- _WRITTEN INSTRUCTION_: Write out the part of the Jumping Around problem statement that starts with "You can output" and ends with "jumping distance parameter.".
-- Start GIVEN PASSAGE --
Jumping Around

time limit per test: 5 seconds

memory limit per test: 256 megabytes

Articles

There is an infinite pond that can be represented with a number line. There are n rocks in the pond, numbered from $1$ to $n$ . The $i$ -th rock is located at an integer coordinate $a_i$ . The coordinates of the rocks are pairwise distinct. The rocks are numbered in the increasing order of the coordinate, so $a_1<a_2<⋯<a_n$ .

A robot frog sits on the rock number $s$ . The frog is programmable. It has a base jumping distance parameter $d$ . There also is a setting for the jumping distance range. If the jumping distance range is set to some integer $k$ , then the frog can jump from some rock to any rock at a distance from $d−k$ to $d+k$ inclusive in any direction. The distance between two rocks is an absolute difference between their coordinates.

You are assigned a task to implement a feature for the frog. Given two integers $i$ and $k$ determine if the frog can reach a rock number $i$ from a rock number $s$ performing a sequence of jumps with the jumping distance range set to $k$ . The sequence can be arbitrarily long or empty.

You will be given $q$ testcases for that feature, the $j$ -th testcase consists of two integers $i$ and $k$ . Print “Yes” if the i-th rock is reachable and “No” otherwise.

You can output “YES” and “NO” in any case (for example, strings “yEs”, “yes”, “Yes” and ‘YES"’ will be recognized as a positive answer).

Input

The first line contains four integers $n$ , $q$ , $s$ and $d$ $(1≤n,q≤2⋅10^5; 1≤s≤n; 1≤d≤10^6)$ — the number of rocks, the number of testcases, the starting rock and the base jumping distance parameter.

The second line contains $n$ integers $a_1,a_2,…,a_n (1≤a_i≤10^6)$ — the coordinates of the rocks. The coordinates of the rocks are pairwise distinct. The rocks are numbered in the increasing order of distance from the land, so $a_1<a_2<⋯<a_n$ .

Each of the next $q$ lines contains two integers $i$ and $k$ $(1≤i≤n; 1≤k≤10^6)$ — the parameters to the testcase.
-- End GIVEN PASSAGE --
-- Start ENTRIES SHOWN --
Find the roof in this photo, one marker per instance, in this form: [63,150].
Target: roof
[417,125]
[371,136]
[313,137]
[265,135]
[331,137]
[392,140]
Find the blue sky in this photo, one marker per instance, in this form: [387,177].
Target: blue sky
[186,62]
-- End ENTRIES SHOWN --
-- Start ENTRIES SHOWN --
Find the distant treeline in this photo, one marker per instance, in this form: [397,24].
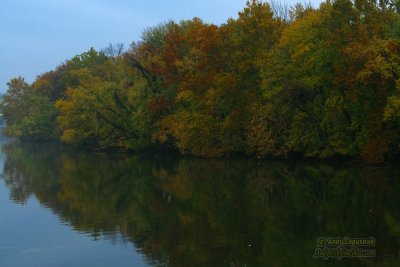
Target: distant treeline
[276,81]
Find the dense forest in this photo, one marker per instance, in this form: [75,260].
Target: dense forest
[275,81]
-- End ENTRIES SHOWN --
-- Start ENTRIES SHOWN --
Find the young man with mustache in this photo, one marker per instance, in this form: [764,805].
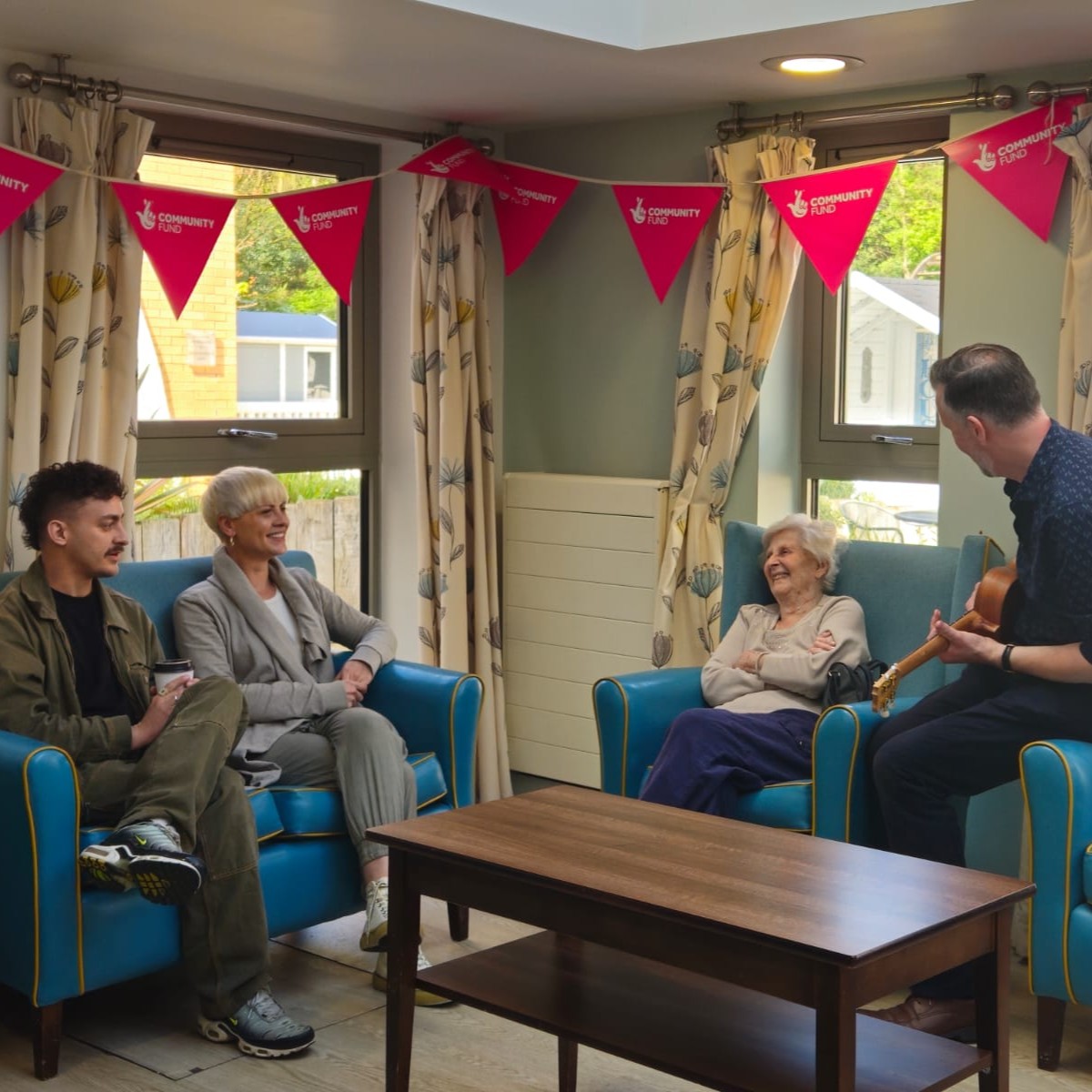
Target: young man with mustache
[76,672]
-- End ENTRIES SHOWN --
- _THE RESPONSE_:
You can output “YES” and “NO” in any case (for example, strings “yEs”, “yes”, “Yes” and ‘YES"’ will be recognized as a positive answer).

Input

The first line contains four integers $n$ , $q$ , $s$ and $d$ $(1≤n,q≤2⋅10^5; 1≤s≤n; 1≤d≤10^6)$ — the number of rocks, the number of testcases, the starting rock and the base jumping distance parameter.